**What you have to do:** Make an exact copy of the listing below.
════════
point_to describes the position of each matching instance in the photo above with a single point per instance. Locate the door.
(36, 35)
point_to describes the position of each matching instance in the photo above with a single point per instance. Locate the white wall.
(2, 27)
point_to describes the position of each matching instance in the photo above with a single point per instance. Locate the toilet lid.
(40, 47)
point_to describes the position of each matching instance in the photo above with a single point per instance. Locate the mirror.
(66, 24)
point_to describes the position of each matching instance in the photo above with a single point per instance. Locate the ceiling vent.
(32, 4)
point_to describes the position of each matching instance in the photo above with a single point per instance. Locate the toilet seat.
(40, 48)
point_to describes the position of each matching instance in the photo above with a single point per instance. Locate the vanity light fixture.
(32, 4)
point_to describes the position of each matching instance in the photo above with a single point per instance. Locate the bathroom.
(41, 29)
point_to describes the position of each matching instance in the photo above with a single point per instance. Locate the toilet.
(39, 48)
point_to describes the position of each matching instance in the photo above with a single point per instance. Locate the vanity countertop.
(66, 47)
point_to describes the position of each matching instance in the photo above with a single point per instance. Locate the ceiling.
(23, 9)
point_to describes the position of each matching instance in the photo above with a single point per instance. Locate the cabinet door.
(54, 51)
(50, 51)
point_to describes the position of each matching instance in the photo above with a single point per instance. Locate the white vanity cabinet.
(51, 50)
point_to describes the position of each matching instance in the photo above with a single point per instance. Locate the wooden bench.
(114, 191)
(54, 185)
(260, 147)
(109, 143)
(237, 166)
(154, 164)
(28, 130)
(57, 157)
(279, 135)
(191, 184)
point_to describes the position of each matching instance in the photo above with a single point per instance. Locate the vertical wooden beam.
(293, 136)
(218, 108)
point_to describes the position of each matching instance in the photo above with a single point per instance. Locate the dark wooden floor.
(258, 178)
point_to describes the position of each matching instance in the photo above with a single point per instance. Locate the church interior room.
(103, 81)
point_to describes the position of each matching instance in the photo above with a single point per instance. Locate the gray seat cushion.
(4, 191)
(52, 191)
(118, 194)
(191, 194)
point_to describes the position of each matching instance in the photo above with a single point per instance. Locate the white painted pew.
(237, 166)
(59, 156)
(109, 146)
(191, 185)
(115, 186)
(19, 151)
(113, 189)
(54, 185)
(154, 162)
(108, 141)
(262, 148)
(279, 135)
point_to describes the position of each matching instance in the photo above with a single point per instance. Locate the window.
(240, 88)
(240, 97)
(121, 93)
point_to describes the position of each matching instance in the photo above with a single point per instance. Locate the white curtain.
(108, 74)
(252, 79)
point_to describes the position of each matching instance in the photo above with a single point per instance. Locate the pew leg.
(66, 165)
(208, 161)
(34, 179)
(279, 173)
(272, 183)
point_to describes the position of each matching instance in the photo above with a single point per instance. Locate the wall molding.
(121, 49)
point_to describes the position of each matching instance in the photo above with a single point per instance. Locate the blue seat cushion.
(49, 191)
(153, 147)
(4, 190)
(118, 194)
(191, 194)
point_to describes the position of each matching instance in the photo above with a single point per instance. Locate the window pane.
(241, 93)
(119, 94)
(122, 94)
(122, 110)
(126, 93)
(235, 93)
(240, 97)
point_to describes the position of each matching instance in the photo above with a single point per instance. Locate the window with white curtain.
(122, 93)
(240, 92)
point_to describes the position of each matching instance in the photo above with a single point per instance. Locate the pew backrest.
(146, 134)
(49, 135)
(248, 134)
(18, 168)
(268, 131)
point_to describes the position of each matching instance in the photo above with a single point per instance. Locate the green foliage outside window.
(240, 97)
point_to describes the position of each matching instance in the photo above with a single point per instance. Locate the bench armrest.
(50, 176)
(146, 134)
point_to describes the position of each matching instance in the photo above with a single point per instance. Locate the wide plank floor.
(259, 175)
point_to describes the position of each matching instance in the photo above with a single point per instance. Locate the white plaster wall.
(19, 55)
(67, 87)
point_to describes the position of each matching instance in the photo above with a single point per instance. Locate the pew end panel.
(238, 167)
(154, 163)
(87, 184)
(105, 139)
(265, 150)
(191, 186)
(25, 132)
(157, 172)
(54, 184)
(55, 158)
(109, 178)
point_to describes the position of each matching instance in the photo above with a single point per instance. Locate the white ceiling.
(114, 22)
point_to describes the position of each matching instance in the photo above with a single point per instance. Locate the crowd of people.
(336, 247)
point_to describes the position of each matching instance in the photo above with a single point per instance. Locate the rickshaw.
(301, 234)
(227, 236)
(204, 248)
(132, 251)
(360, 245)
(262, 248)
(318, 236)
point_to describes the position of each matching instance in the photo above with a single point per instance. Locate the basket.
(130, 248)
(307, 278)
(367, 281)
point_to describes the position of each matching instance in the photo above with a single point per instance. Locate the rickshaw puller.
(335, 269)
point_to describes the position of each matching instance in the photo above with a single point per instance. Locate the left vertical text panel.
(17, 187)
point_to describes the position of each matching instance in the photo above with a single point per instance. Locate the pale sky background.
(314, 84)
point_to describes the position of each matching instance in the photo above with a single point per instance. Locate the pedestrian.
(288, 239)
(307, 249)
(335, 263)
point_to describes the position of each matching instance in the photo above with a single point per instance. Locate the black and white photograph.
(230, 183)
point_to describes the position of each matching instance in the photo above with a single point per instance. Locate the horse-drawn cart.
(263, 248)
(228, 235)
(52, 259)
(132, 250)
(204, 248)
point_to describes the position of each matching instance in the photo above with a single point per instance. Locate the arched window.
════════
**Exercise result:**
point_to describes the position of each matching instance in the photo above with a single point per instance. Locate the door.
(36, 35)
point_to describes the position of each matching instance in the photo above with a single point per instance. Locate the white wall.
(2, 27)
point_to describes the position of each matching instance in the photo above with a single point per instance. Locate the toilet lid.
(40, 47)
point_to describes the position of each matching instance in the photo above with a single point per instance. Locate the mirror.
(66, 24)
point_to describes the position of each matching instance in the photo above with a single point per instance. Locate the ceiling vent.
(32, 4)
point_to describes the position of each matching instance in the photo above with a single point per instance. Locate the toilet seat.
(40, 48)
point_to describes the position of each matching instance in the photo above with a single point per instance. Locate the vanity light fixture.
(32, 4)
point_to describes the position of each matching instance in the photo above with a single point per instance. Locate the bathroom.
(41, 29)
point_to describes the position of each matching instance in the photo above with a single point per instance. Locate the toilet.
(39, 48)
point_to describes the position of each matching instance in the photo above with a single point per instance. Locate the vanity countertop.
(66, 47)
point_to describes the position of each matching instance in the photo above with a single point per instance. Locate the ceiling.
(23, 9)
point_to describes the position of each matching instance in the photo above with a single point per instance. Locate the cabinet door.
(54, 51)
(50, 51)
point_to describes the position of each matching instance in the photo above with a single point per instance. Locate the white vanity cabinet.
(51, 50)
point_to describes the position of each matching instance in the photo above with a single point per instance. Locate the wooden bench.
(114, 191)
(54, 185)
(260, 147)
(109, 143)
(237, 166)
(154, 164)
(28, 130)
(57, 157)
(279, 135)
(191, 184)
point_to describes the position of each matching instance in the photo above with a single point per instance. Locate the vertical wooden beam.
(293, 136)
(218, 108)
point_to describes the position of each matching instance in the photo above with a single point per instance. Locate the dark wooden floor.
(258, 178)
point_to describes the position of each matching instance in the photo above with a single point per instance. Locate the church interior room.
(103, 81)
point_to describes the position of each matching instance in the photo above with a single point per instance. Locate the gray seat cushion.
(4, 191)
(52, 191)
(118, 194)
(191, 194)
point_to describes the position of each matching instance in the photo above with a single point per instance. Locate the white painted pew.
(237, 166)
(59, 156)
(109, 146)
(191, 185)
(115, 186)
(19, 151)
(113, 189)
(54, 185)
(154, 162)
(108, 141)
(262, 148)
(279, 135)
point_to describes the position of each matching instance in the photo above with a single point per instance. Locate the window.
(240, 88)
(240, 97)
(121, 93)
point_to describes the position of each matching instance in the photo above with a single point per instance. Locate the white curtain.
(108, 74)
(252, 79)
point_to describes the position of each matching instance in the photo above with a single point per instance. Locate the pew leg.
(66, 165)
(208, 161)
(34, 179)
(279, 173)
(272, 183)
point_to describes the position of each matching instance in the photo above with a single point per instance. Locate the wall molding.
(121, 49)
point_to describes the position of each matching instance in the photo above with a single point per instance. Locate the blue seat cushion.
(49, 191)
(153, 147)
(4, 190)
(118, 194)
(191, 194)
point_to describes the position of each matching instance in the photo above with a single point per instance. Locate the window pane.
(241, 93)
(119, 94)
(122, 94)
(122, 110)
(126, 93)
(235, 93)
(240, 97)
point_to describes the position of each matching instance in the photo above with a single point per instance. Locate the window with white curtain.
(122, 93)
(240, 92)
point_to describes the position of each matching instance in the photo above with a single point per instance. Locate the pew backrest.
(146, 134)
(49, 135)
(248, 134)
(18, 168)
(268, 131)
point_to describes the position of each matching instance in the photo above with a single point per instance. Locate the green foliage outside window.
(240, 97)
point_to describes the position of each matching instance in the photo above with a single point per instance. Locate the bench armrest.
(50, 176)
(146, 134)
point_to describes the position of each matching instance in the photo above with a single point per instance. Locate the wide plank floor.
(259, 175)
point_to describes the position of each matching instance in the photo above with a single point per instance. Locate the white plaster wall.
(19, 55)
(67, 87)
point_to describes the position of each matching instance in the photo above with a single point per instance. Locate the pew end panel.
(238, 167)
(154, 163)
(87, 184)
(105, 139)
(265, 150)
(191, 186)
(25, 132)
(157, 172)
(54, 184)
(55, 158)
(109, 178)
point_to describes the position of each matching instance in the photo above with a single point per instance. Locate the white ceiling.
(114, 22)
point_to describes the position of each matching instance in the photo above with a single point per instance. Locate the crowd of people.
(336, 247)
point_to describes the position of each matching instance in the photo above with a single point per instance. Locate the rickshaw.
(301, 234)
(227, 236)
(204, 248)
(132, 251)
(360, 245)
(262, 248)
(318, 236)
point_to describes the position of each matching instance in the photo above with a single point per instance. Locate the basket.
(130, 248)
(307, 278)
(367, 281)
point_to describes the position of each matching instance in the photo above with a single point per instance. Locate the rickshaw puller.
(335, 269)
point_to describes the position of each matching instance in the photo above with a single point per instance. Locate the left vertical text panel.
(17, 187)
point_to describes the position of each matching instance in the photo above with a single point per instance. Locate the pale sky background.
(314, 84)
point_to describes the position of each matching instance in the photo above with a single point per instance. Locate the pedestrian.
(288, 239)
(307, 249)
(335, 263)
point_to describes the position of each matching instance in the photo above with a single point per instance. Locate the black and white photograph.
(230, 183)
point_to describes the position of each matching instance in the photo above with a single point per instance. Locate the horse-drawn cart.
(263, 248)
(228, 235)
(52, 259)
(132, 250)
(204, 248)
point_to describes the position of each matching instance in the photo above with a single point per instance. Locate the arched window.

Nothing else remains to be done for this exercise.